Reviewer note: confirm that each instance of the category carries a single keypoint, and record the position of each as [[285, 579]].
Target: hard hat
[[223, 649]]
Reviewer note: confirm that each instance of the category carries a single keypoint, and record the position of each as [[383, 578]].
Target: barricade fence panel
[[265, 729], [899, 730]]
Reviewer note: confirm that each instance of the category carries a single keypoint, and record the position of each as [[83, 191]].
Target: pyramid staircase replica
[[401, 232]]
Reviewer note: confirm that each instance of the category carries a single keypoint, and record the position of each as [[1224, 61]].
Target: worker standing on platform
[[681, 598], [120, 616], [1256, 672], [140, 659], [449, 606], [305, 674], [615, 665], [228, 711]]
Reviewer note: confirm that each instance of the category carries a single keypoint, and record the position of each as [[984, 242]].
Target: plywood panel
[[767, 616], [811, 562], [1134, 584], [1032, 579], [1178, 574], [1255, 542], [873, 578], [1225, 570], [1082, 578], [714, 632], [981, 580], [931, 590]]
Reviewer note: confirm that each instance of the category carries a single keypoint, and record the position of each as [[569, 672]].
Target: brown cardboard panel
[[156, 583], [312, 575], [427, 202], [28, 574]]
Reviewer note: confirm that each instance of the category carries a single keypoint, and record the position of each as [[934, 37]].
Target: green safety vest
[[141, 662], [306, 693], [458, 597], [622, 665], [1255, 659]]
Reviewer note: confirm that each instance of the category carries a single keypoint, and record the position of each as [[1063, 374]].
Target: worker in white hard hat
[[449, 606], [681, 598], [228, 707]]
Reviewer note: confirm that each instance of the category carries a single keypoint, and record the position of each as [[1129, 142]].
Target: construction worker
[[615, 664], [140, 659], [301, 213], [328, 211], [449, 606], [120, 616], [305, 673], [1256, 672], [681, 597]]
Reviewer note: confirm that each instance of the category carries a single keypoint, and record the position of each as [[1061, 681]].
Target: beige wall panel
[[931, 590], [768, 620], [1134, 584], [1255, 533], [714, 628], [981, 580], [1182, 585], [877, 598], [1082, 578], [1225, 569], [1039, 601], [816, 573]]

STATED GOAL
Give back, unchanged, every line from the one with "as [[984, 242]]." to the end of the entries above.

RESPONSE TO THE EXERCISE
Reviewer note: confirm that each instance of the category carries a single keypoint, and record the position of each as [[984, 242]].
Target: plywood panel
[[767, 616], [811, 562], [1134, 584], [1032, 579], [1178, 574], [1255, 542], [873, 578], [1225, 570], [1082, 578], [714, 632], [981, 580], [931, 590]]
Reviewer note: confirm that each instance of the category carries a single keypoint, and record the position of each as [[569, 672]].
Target: brown cardboard panel
[[156, 583], [312, 575], [427, 202], [28, 574]]
Reviewer note: confirm that each instance of the category carries a single keypoint, and record the position of each as [[934, 37]].
Target: green safety vest
[[141, 662], [306, 693], [458, 597], [622, 665], [1255, 659]]
Reviewer note: confirm that each instance of the category carries a single keypoint, and record the position of each as [[1063, 374]].
Target: worker in white hard hat
[[449, 606], [681, 598], [228, 707]]
Reviewer note: confirm that each instance of the category carries a single keypoint, and record the position of each as [[1129, 142]].
Target: construction worker
[[615, 664], [140, 659], [301, 213], [328, 211], [449, 606], [120, 616], [305, 673], [1256, 672], [681, 597]]
Reviewer note: confirm that each instance of the category carries a single keypoint, and record the position of each as [[1061, 681]].
Target: beige wall panel
[[931, 590], [768, 620], [1134, 584], [1255, 533], [714, 628], [981, 580], [1182, 585], [877, 598], [1082, 578], [1225, 569], [1039, 601], [816, 573]]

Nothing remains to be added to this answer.